#### [Exercise requirements]
Reproduce word for word every line of the data from the line containing "wall, one per instance" through the end of the data, both ends included.

#### [Data lines]
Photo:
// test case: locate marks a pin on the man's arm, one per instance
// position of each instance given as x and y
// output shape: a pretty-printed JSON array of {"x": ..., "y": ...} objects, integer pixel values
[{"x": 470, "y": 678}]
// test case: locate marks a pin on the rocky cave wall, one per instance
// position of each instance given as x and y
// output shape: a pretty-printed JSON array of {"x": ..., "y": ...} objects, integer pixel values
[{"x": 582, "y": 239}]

#### [Answer to the task]
// test case: locate marks a pin on the rocky cave wall, one per instance
// position of each instance given as x and y
// output shape: a pretty-printed JSON array of {"x": ..., "y": ...} objects, integer pixel values
[{"x": 582, "y": 239}]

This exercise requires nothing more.